• _Exercise directions_:
Your answer should consist only of the line with "Put a dot on the meadow, one" and the lines after it, reproduced exactly through the end of the entries below.
(Provided records)
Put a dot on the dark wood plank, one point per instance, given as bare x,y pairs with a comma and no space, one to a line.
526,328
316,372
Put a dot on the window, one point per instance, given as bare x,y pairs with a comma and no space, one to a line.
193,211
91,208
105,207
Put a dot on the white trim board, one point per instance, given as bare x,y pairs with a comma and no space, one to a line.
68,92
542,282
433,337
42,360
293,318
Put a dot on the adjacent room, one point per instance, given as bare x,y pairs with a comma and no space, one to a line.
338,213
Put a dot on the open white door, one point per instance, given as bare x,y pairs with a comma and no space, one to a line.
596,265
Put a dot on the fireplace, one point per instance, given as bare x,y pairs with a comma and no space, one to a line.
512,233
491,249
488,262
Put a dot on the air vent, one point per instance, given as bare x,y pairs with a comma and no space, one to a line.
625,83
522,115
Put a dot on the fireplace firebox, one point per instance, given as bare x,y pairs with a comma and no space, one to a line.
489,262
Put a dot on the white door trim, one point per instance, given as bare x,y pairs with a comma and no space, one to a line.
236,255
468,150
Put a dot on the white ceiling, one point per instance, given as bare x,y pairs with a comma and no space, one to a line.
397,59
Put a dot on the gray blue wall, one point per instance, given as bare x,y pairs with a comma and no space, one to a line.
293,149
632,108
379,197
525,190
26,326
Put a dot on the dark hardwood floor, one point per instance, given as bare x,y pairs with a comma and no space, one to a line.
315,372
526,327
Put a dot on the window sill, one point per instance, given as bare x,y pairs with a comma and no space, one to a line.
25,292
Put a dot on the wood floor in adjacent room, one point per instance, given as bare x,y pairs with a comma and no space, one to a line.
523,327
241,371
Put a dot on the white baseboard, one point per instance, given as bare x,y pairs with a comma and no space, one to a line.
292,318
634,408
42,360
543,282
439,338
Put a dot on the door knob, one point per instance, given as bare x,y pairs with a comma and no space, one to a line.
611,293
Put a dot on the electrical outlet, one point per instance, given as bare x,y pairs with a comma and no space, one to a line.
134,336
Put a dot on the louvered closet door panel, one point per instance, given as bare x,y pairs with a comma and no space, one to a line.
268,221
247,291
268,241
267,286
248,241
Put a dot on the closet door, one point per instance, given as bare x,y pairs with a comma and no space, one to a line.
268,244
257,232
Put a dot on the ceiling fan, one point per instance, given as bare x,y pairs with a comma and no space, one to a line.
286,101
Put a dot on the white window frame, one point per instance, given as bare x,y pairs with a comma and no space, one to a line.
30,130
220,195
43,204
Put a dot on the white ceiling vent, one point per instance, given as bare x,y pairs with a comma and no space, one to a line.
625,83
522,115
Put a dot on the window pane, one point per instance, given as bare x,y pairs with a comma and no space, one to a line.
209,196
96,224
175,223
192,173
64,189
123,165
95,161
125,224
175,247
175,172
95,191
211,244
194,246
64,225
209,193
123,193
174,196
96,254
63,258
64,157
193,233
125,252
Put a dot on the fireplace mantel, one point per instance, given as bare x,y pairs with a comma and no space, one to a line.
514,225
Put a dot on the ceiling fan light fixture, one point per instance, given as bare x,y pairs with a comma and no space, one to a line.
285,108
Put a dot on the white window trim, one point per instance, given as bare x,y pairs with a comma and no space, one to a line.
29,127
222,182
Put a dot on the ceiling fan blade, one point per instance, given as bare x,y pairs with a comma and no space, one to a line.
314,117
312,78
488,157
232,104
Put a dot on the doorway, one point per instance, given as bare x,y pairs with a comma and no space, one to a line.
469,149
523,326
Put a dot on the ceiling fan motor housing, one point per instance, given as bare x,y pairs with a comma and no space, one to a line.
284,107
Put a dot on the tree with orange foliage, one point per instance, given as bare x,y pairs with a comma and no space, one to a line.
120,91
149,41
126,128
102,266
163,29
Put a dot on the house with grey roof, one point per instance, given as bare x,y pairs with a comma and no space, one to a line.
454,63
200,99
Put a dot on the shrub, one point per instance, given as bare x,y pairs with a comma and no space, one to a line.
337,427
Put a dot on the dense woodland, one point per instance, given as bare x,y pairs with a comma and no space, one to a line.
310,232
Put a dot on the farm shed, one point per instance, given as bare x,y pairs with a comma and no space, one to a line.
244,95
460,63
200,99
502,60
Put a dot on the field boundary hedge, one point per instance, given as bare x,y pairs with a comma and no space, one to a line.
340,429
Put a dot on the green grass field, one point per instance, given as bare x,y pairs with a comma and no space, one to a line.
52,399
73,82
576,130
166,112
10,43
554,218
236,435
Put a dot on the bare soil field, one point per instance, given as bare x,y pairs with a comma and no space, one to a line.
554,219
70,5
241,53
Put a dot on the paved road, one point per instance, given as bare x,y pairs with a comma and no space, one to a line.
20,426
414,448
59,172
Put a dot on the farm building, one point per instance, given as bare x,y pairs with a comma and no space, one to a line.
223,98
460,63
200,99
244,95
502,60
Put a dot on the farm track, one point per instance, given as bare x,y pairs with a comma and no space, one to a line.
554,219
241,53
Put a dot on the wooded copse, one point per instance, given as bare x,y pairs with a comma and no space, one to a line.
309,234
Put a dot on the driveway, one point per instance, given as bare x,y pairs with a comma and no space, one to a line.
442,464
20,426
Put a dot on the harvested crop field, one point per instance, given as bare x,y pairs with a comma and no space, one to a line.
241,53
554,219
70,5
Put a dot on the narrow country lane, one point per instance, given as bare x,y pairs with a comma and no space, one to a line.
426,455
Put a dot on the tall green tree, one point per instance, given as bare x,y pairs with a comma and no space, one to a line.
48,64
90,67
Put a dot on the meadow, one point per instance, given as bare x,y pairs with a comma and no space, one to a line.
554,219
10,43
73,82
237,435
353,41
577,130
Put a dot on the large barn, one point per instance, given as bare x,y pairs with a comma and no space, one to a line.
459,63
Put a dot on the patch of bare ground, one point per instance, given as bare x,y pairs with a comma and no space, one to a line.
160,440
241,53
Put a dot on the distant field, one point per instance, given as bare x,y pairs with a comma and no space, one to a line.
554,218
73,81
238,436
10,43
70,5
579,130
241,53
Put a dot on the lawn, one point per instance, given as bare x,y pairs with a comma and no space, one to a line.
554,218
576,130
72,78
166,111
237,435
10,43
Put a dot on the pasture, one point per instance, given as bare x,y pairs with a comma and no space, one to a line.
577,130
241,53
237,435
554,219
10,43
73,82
(End Provided records)
• _Answer to this task_:
Put a dot on the meadow, one point per instance, given as bare x,y pairs with a comma and no space, one to a line.
554,219
10,43
73,82
237,435
353,41
577,130
Put a dot on the large barn, one point per instance, given as bare x,y pairs with a comma and no space, one to a line.
459,63
Put a dot on the patch of bare ground, one point per instance, given as bare x,y pairs with a comma and no space, one to a line.
160,440
241,53
Put a dot on the distant field, one point per instance, given as bare x,y pairs with a comma and no space, one to a line.
554,218
73,81
238,436
10,43
70,5
579,130
241,53
Put a dot on the lawn, one point per instance, given as bare x,y pairs with a comma and no space, one to a line.
554,218
576,130
72,78
166,111
237,435
10,43
Put a dot on the pasture, one point per instance, given as bare x,y pairs with a comma and no space, one to a line.
577,130
241,53
237,435
554,219
10,43
73,82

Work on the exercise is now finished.